§ **EXERCISE GOAL**
Without the pictures, repeat all of the data exactly as it appears below.

Natural-language object grounding data:
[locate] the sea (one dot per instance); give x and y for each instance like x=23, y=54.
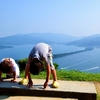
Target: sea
x=88, y=61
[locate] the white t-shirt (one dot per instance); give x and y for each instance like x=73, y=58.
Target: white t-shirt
x=42, y=50
x=15, y=67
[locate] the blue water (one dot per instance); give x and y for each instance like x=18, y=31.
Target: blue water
x=88, y=61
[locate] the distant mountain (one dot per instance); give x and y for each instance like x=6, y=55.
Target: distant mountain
x=90, y=41
x=33, y=38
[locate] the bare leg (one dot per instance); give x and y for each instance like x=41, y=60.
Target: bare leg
x=53, y=71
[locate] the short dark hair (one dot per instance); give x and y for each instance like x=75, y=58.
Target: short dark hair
x=35, y=67
x=5, y=66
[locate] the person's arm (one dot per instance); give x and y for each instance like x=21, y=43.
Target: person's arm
x=0, y=77
x=47, y=76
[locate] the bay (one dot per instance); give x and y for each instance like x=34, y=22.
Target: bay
x=88, y=61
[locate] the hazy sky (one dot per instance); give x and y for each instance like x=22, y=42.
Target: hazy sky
x=72, y=17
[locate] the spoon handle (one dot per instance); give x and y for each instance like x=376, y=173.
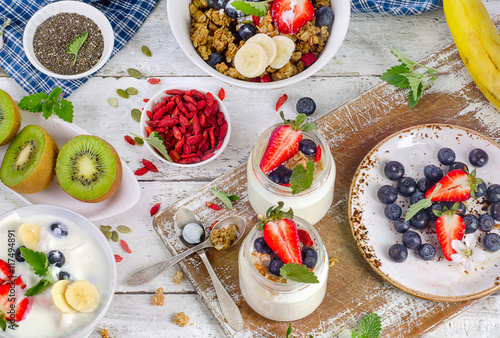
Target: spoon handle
x=148, y=274
x=229, y=308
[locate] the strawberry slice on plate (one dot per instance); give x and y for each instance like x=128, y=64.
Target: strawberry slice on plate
x=289, y=16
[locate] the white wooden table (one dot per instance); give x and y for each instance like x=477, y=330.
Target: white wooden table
x=356, y=68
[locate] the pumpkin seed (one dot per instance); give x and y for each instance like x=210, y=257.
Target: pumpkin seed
x=146, y=51
x=134, y=73
x=113, y=102
x=136, y=115
x=122, y=93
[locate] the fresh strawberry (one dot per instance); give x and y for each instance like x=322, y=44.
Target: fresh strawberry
x=289, y=16
x=449, y=226
x=456, y=186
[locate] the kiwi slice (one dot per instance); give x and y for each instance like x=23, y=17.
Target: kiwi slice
x=10, y=118
x=89, y=169
x=28, y=164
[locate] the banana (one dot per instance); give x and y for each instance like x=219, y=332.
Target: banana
x=29, y=234
x=285, y=47
x=82, y=296
x=478, y=43
x=251, y=60
x=57, y=293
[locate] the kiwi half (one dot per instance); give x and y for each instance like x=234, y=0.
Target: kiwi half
x=28, y=164
x=89, y=169
x=10, y=118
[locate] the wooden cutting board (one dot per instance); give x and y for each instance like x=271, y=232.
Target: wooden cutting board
x=353, y=288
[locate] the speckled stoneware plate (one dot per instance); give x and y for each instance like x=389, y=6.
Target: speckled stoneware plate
x=438, y=279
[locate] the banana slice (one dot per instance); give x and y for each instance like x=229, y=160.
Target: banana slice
x=250, y=60
x=285, y=47
x=57, y=293
x=82, y=296
x=267, y=43
x=29, y=234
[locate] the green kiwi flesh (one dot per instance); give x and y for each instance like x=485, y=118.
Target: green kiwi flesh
x=88, y=168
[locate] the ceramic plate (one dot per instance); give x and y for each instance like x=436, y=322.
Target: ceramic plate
x=438, y=279
x=123, y=199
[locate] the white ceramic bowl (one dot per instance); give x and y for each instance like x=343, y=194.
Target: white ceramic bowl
x=158, y=97
x=180, y=22
x=69, y=7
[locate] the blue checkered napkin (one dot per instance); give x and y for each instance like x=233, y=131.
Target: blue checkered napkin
x=395, y=7
x=125, y=16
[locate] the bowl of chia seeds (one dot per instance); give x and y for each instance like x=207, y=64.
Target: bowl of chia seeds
x=68, y=40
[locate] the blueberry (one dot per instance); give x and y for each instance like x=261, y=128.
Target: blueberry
x=59, y=230
x=486, y=222
x=401, y=226
x=215, y=58
x=275, y=266
x=261, y=246
x=433, y=173
x=491, y=242
x=471, y=223
x=56, y=257
x=426, y=252
x=324, y=16
x=387, y=194
x=493, y=193
x=247, y=31
x=407, y=186
x=392, y=211
x=308, y=147
x=306, y=105
x=309, y=257
x=398, y=253
x=478, y=158
x=394, y=170
x=446, y=156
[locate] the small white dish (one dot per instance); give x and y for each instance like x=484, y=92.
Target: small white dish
x=69, y=7
x=437, y=280
x=123, y=199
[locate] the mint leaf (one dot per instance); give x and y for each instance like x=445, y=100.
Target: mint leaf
x=75, y=45
x=301, y=178
x=157, y=142
x=298, y=273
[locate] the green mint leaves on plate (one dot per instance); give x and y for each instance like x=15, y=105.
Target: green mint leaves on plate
x=404, y=76
x=75, y=45
x=48, y=105
x=227, y=199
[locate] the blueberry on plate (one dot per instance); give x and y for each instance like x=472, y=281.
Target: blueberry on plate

§ **EXERCISE SOLUTION**
[locate] the sea (one dot per instance); give x and y for each instance like x=23, y=54.
Target: sea
x=88, y=61
[locate] the white t-shirt (one dot per instance); give x and y for each instance like x=73, y=58.
Target: white t-shirt
x=42, y=50
x=15, y=67
[locate] the blue water (one dot per instance); give x and y for each instance like x=18, y=31.
Target: blue water
x=88, y=61
[locate] the distant mountain (one dot per instance); give x and y for each instance like x=6, y=55.
Target: distant mountain
x=90, y=41
x=33, y=38
[locate] the bare leg (one dot per instance); give x and y for each instance like x=41, y=60.
Target: bare leg
x=53, y=71
[locate] the short dark hair (one dot per instance); give x and y for each instance like x=75, y=58.
Target: short dark hair
x=35, y=67
x=5, y=66
[locate] the person's arm (one dot per instance); give x and y for each instance like x=21, y=43.
Target: person's arm
x=0, y=77
x=47, y=76
[locate] the bay (one dot per instance); give x and y for each instance like x=34, y=22.
Target: bay
x=88, y=61
[locate] the hazy sky (one dot per instance); give x and y for each instance like x=22, y=42.
Target: hazy sky
x=72, y=17
[locate] the spoon handle (one dot per instance); give x and y for each instance like x=376, y=173.
Target: spoon handle
x=148, y=274
x=229, y=308
[locate] the strawberry slice on plate (one dot per instance); give x and y for each instance like x=128, y=64.
Target: strawberry slice on plate
x=289, y=16
[locate] the white wooden table (one dot per instance); give x and y for each instance like x=477, y=330.
Target: white wooden table
x=356, y=68
[locate] the pumpkin seed (one dot per instance); give x and y for each instance like x=210, y=257.
Target: pumpkin seed
x=146, y=51
x=134, y=73
x=113, y=102
x=136, y=115
x=122, y=93
[locate] the fresh strawberry (one dot per instance); give x and y for each instance like x=322, y=44.
Target: fresh strawberry
x=289, y=16
x=449, y=226
x=456, y=186
[locate] the kiwi slice (one dot per instance); give x and y for each instance like x=23, y=17.
Target: kiwi slice
x=10, y=118
x=89, y=169
x=28, y=164
[locate] the banana (one dot per instance); give x and y for each instance like x=219, y=332.
Target: banana
x=29, y=234
x=285, y=47
x=82, y=296
x=478, y=43
x=251, y=60
x=57, y=293
[locate] the kiwi half (one dot per instance); give x and y for each instance like x=234, y=0.
Target: kiwi half
x=28, y=164
x=89, y=169
x=10, y=118
[locate] the wooden cutting board (one dot per instance); give x and y for each instance like x=271, y=232.
Target: wooden cutting board
x=353, y=288
[locate] the speckled stoneware plate (one dot per instance); give x and y for each instance like x=389, y=6.
Target: speckled stoneware plate
x=438, y=279
[locate] the banana slice (one dot per instance); give x and y for each instance like x=229, y=160.
Target: banana slice
x=250, y=60
x=285, y=47
x=57, y=293
x=82, y=296
x=267, y=43
x=29, y=234
[locate] the green kiwi flesh (one dot per instance); give x and y for each instance like x=485, y=118.
Target: green kiwi flesh
x=88, y=168
[locate] the ceramic plate (one dot per instance); give x and y for each instance like x=436, y=322.
Target: ceramic plate
x=438, y=279
x=123, y=199
[locate] the white ceramic bowl (one dot per instance); give x and y for each instance like x=343, y=194.
Target: white ceramic bowl
x=158, y=97
x=180, y=22
x=69, y=7
[locate] the blue checkered napkin (one dot per instance); give x and y for each instance like x=233, y=131.
Target: blue checkered napkin
x=395, y=7
x=125, y=16
[locate] the bowl of chia seeds (one dot per instance); give x and y for each instance like x=207, y=64.
Target: bowl of chia seeds
x=68, y=40
[locate] the blueberry (one dot per instance); give x and y for each instance like x=261, y=128.
Target: blueberry
x=59, y=230
x=486, y=222
x=401, y=226
x=215, y=58
x=275, y=266
x=261, y=246
x=433, y=173
x=491, y=242
x=471, y=223
x=56, y=257
x=426, y=252
x=324, y=16
x=387, y=194
x=493, y=193
x=247, y=31
x=407, y=186
x=392, y=211
x=308, y=147
x=306, y=105
x=309, y=257
x=398, y=253
x=478, y=158
x=394, y=170
x=446, y=156
[locate] the small white dish (one dot per instance); give x and y for each instance like x=484, y=92.
Target: small white dish
x=69, y=7
x=437, y=280
x=123, y=199
[locate] the mint leaf (one dot per instance); give x and y for each instance like x=445, y=100.
Target: mint leaf
x=75, y=45
x=301, y=178
x=157, y=142
x=298, y=273
[locate] the green mint leaves on plate (one dot per instance); give x and y for each instance like x=15, y=105.
Target: green mint leaves on plate
x=404, y=76
x=75, y=45
x=48, y=105
x=227, y=199
[locate] the blueberry on plate (one dot per instance); give x and y for each instance like x=472, y=281.
Target: blueberry on plate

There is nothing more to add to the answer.